▶ What the exercise asks
Your task is to repeat the lines below exactly, excluding any pictures they contain.

▶ Provided records
*** Block opens ***
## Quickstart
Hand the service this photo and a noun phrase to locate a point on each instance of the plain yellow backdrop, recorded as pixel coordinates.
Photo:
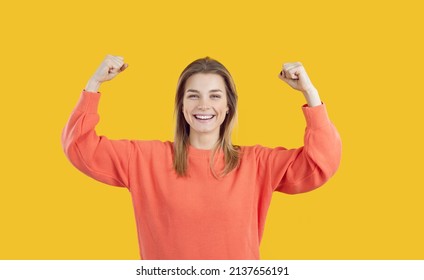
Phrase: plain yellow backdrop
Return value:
(364, 57)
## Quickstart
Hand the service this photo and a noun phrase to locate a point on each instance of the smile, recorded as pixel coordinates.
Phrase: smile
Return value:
(204, 117)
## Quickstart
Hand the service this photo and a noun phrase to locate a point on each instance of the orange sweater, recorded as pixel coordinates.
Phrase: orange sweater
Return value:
(200, 217)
*** Block closes ***
▶ Response box
## Quickstart
Hand the service this photo and a noun phrase to locate a point on each instance of the plain yellow backdrop, recorded as pixel coordinates.
Photo:
Phrase: plain yellow backdrop
Return value:
(364, 57)
## Quickstart
Hand the service this photo and a noun phrase to locate a point on each instance of the smile, recorded as pixel coordinates.
Phrase: smile
Return value:
(204, 117)
## Quickstart
Hand the service this photo and a noun phrase to locate a point on each instance of the orange sweater, recorded as pixel coordinates.
Phrase: orange sweater
Return value:
(200, 217)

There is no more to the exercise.